> _Фрагмент текста_:
Но солидный, увидев на вешалке драную Фомичёву фуфайку да обтрёпанные ребячьи пиджаки, поспешно остановил его:

— Нет-нет. Пусть там лежит. Я ведь ни о чём таком не подумал» (3,49).

Малым штрихом всё вычерчено: к мужику пришёл барин, боящийся об этого мужика запачкаться. Можаев мастерски владеет подобными подробностями, коих у него немало рассыпано.

Религиозных же проблем писатель не касается вовсе, о Церкви мимоходом упомянул:

«Настоящий поп озоровать стал. Будто в алтаре напился допьяна. Старухи взбунтовались и прогнали его. А наш отец Сергей плотником работал. Да псаломщиком был. Вот его и попросили, призвали, значит, миром. Служит… А председатель его от работы в колхозе не освобождает. Ты, мол, ещё не настоящий поп» (3,88–89).

Канонические и уставные нарушения, кажется, автора мало занимают.

В центральном своём создании, романе «Мужики и бабы» (1972–1980), Можаев, изображая преступления коллективизации, не обошёл и насилия над Церковью. Нравственные уроды-недоумки, дорвавшиеся до власти, издеваются над верующими, запрещают богослужения в храме, который именуют «дурдомом», рубят иконы, сбрасывают колокола и творят прочие мерзости — писатель показывает всё жёстко и точно.

> _Что сделать_:
[A] Пожалуйста, определите, согласуется ли с отрывком о прозе Можаева каждое утверждение: (i) писатель совсем не касается религиозных проблем; (ii) в романе «Мужики и бабы» храм называют «дурдомом»; (iii) отец Сергей прежде работал пастухом. На каждое ответьте «да» или «нет» и приведите решающие слова отрывка дословно.
[B] Воспроизведите часть отрывка о прозе Можаева дословно, начиная со слов «Религиозных же проблем» и заканчивая словами «всё жёстко и точно.».
[C] Продолжите отрывок о прозе Можаева, начав сразу после его последнего предложения.
Записи для работы не понадобятся.

> _Записи_:
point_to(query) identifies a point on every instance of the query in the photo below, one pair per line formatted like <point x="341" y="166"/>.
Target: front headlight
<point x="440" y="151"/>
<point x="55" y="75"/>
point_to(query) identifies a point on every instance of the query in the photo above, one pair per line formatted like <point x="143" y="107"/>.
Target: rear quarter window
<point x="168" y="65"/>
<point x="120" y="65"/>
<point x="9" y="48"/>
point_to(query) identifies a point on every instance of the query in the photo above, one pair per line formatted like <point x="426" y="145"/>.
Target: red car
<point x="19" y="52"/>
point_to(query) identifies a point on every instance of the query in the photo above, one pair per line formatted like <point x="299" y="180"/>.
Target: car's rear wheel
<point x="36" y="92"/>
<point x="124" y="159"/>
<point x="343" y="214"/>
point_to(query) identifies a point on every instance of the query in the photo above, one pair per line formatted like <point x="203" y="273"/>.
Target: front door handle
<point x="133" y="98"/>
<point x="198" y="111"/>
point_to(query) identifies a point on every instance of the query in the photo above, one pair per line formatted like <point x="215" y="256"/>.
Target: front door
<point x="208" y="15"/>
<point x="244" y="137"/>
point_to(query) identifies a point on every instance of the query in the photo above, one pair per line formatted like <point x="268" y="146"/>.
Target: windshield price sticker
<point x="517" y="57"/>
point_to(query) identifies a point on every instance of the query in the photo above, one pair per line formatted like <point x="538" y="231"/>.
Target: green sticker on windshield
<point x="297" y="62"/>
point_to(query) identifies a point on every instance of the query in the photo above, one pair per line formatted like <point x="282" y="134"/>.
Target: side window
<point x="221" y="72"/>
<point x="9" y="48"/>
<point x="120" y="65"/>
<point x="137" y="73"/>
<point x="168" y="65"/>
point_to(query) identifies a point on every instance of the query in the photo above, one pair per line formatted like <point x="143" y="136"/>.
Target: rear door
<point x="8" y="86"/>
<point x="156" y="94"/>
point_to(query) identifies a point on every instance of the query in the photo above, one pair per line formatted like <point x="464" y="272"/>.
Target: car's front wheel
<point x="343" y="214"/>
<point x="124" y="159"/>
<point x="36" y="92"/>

> _Ответы к заданиям_:
[A]
(i) Да: «Религиозных же проблем писатель не касается вовсе».
(ii) Да: «запрещают богослужения в храме, который именуют «дурдомом»».
(iii) Нет: «А наш отец Сергей плотником работал».

[B]
Религиозных же проблем писатель не касается вовсе, о Церкви мимоходом упомянул:

«Настоящий поп озоровать стал. Будто в алтаре напился допьяна. Старухи взбунтовались и прогнали его. А наш отец Сергей плотником работал. Да псаломщиком был. Вот его и попросили, призвали, значит, миром. Служит… А председатель его от работы в колхозе не освобождает. Ты, мол, ещё не настоящий поп» (3,88–89).

Канонические и уставные нарушения, кажется, автора мало занимают.

В центральном своём создании, романе «Мужики и бабы» (1972–1980), Можаев, изображая преступления коллективизации, не обошёл и насилия над Церковью. Нравственные уроды-недоумки, дорвавшиеся до власти, издеваются над верующими, запрещают богослужения в храме, который именуют «дурдомом», рубят иконы, сбрасывают колокола и творят прочие мерзости — писатель показывает всё жёстко и точно.

[C]
Можаев с пониманием и сочувствием изображает реакцию церковного народа на совершающееся. Многие, разумеется, пугаются, стараются не перечить власти. А в душе недоумевают, растеряны, сознают: выбивается верная основа для существования человека:

«Вот как, значит — дурдом? Рассадник суеверия? Да где же как не в церкви очищались от этого суеверия? А теперь ссыпной пункт. Амбар из церкви сделать! А что же мужикам останется? Где лоб перекрестить, святое слово услышать? Дурдом? Скотина вон — и та из хлева на подворье выходит, чтобы постоять, поглядеть друг на друга. Тварь бессловесная, а понимает — хлев, он только для жратвы. А мне, человеку, ежели муторно на душе, куда податься? Где обрести душевный покой, чтобы миром всем приобщиться к доброму слову? А чем же взять ещё злобу, как не добрым словом, да на миру сказанным? Иначе злоба да сумления задушат каждого в отдельности. Зависть разопрёт, распарит утробу-то, и пойдёт брат на брата с наветом и порчей. Ох-хо-хо! Грехи наши тяжкие. Тёмное время настаёт» (4,43).

Так думает про себя один из мужиков, и думы его сходятся на нерадостном сомнении:

«И вот теперь не будет ничего этого — ни заздравных молитв, ни поминаний, ни свадеб, ни крестин… А что же будет? Как жить дальше?» (4,44).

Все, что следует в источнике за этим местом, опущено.